» **Bereitgestellter Text**

Editorial: Orthokeratologie immer beliebter
George Jessen, der zu den Gründungsmitgliedern der 1962 gegründeten „Society of Orthokeratology“ zählt, beschrieb erstmalig 1962 mit seinem Paper „Orthofocus Techniques“ eine Methode zur Reduzierung der Myopie.1 Im Jahr 1994 erhielt Paragon Vision Science durch die amerikanische Food and Drug Administration (FDA) die erste Zulassung für eine Orthokeratologie-Kontaktlinse, die tagsüber getragen werden durfte. 2002 erteilte dann die FDA und im Jahr 2003 die Europäische Union Paragon Vision Science die FDA-Zulassung beziehungsweise die CE-Kennzeichnung für die Paragon Corneal Refractive Therapie (CRT) Kontaktlinse in Verbindung mit einem Über-Nacht-Tragen-Modus.2 Während bis zum Jahr nur wenige Orthokeratologie-Veröffentlichungen in Peer-Review-Journalen erschienen, stieg deren Anzahl nach dem Jahr 2000 enorm an, was auch der Publikation von Bullimore und Johnson zu entnehmen ist.2 Beschäftigten sich anfangs nur wenige Optometristen und Ophthalmologen mit der Anpassung von Orthokeratologie-Kontaktlinsen (Ortho-K), so erkennen wir in den letzten Jahren eine langsame aber kontinuierliche Zunahme dieser Versorgungsart. Dies zeigen auch Zahlen von Morgen et al., welche 2019 im Journal der British Contact Lens Association (BCLA) publiziert wurden.3 Auf Basis einer internationale Befragung von Kontaktlinsen-Anpassern aus 45 Ländern der Welt ermittelten die Autoren einen weltweiten prozentualen Anteil an Ortho-K-Versorgungen von 1,2 Prozent aller angepassten Kontaktlinsen; der höchste Anteil mit sechs Prozent befindet sich in den Niederlanden. Lipson und Curcio publizierte im Jahr 2022 ebenfalls interessante Daten über den aktuellen Stand der Orthokeratologie in den USA.4 Hiernach beträgt der dortige Anteil zur Zeit drei Prozent der verordneten RGP-Linsen. Ungefähr 3000 Eye Care Provider passen momentan Ortho-K-Kontaktlinsen in den USA an. Hiervon sind 87 Prozent Optometristen, sieben Prozent Ophthalmologen und sechs Prozent Optiker. 16 Prozent der befragten Eye Care Provider berichten, dass die Orthokeratologie ein signifikantes Wachstumspotenzial beinhaltet.

Gespeicherte Einträge:
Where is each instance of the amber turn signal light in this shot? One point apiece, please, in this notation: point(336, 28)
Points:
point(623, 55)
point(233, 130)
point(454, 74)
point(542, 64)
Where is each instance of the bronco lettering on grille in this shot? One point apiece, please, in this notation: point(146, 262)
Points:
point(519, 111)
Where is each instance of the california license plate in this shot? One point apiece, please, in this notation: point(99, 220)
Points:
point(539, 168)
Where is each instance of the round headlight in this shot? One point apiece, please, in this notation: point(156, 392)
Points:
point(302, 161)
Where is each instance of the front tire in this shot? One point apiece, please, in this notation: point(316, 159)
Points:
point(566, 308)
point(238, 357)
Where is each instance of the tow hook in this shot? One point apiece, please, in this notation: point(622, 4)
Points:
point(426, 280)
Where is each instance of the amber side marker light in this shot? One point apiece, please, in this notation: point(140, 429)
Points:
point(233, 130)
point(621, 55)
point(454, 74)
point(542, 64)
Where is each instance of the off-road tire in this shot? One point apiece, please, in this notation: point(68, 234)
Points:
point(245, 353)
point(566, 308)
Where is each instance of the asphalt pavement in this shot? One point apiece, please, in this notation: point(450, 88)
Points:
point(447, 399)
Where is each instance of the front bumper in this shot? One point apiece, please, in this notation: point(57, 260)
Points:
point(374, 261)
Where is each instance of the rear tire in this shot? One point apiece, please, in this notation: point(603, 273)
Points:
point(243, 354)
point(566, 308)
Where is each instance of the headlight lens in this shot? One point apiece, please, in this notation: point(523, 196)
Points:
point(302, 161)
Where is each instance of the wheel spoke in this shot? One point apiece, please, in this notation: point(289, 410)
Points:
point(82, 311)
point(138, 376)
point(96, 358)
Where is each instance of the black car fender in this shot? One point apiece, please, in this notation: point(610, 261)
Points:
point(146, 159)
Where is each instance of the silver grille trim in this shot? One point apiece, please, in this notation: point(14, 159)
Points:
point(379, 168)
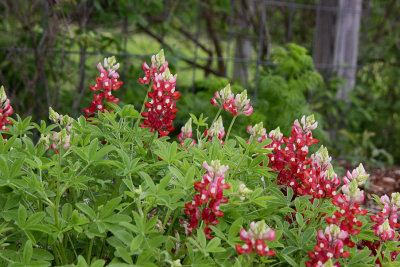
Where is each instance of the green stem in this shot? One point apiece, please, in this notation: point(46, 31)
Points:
point(244, 155)
point(57, 255)
point(230, 128)
point(215, 118)
point(100, 250)
point(172, 222)
point(116, 189)
point(151, 142)
point(166, 218)
point(378, 254)
point(90, 251)
point(58, 195)
point(143, 106)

» **Aufgabe**
Prüfen Sie, ob die folgenden Aussagen mit dem Editorial zur Orthokeratologie übereinstimmen, und belegen Sie jedes Ja oder Nein mit den entscheidenden Worten des Textes als wörtlichem Zitat. (a) Die erste FDA-Zulassung für eine tagsüber getragene Orthokeratologie-Kontaktlinse erfolgte 1994. (b) Nach Morgen et al. findet sich der höchste Anteil an Ortho-K-Versorgungen in den USA. (c) In den USA stellen Ophthalmologen die Mehrheit der Anbieter, die Ortho-K-Kontaktlinsen anpassen.

» **Lösung**
(a) Ja: „Im Jahr 1994 erhielt Paragon Vision Science durch die amerikanische Food and Drug Administration (FDA) die erste Zulassung für eine Orthokeratologie-Kontaktlinse, die tagsüber getragen werden durfte.“
(b) Nein: „der höchste Anteil mit sechs Prozent befindet sich in den Niederlanden“
(c) Nein: „Hiervon sind 87 Prozent Optometristen, sieben Prozent Ophthalmologen und sechs Prozent Optiker.“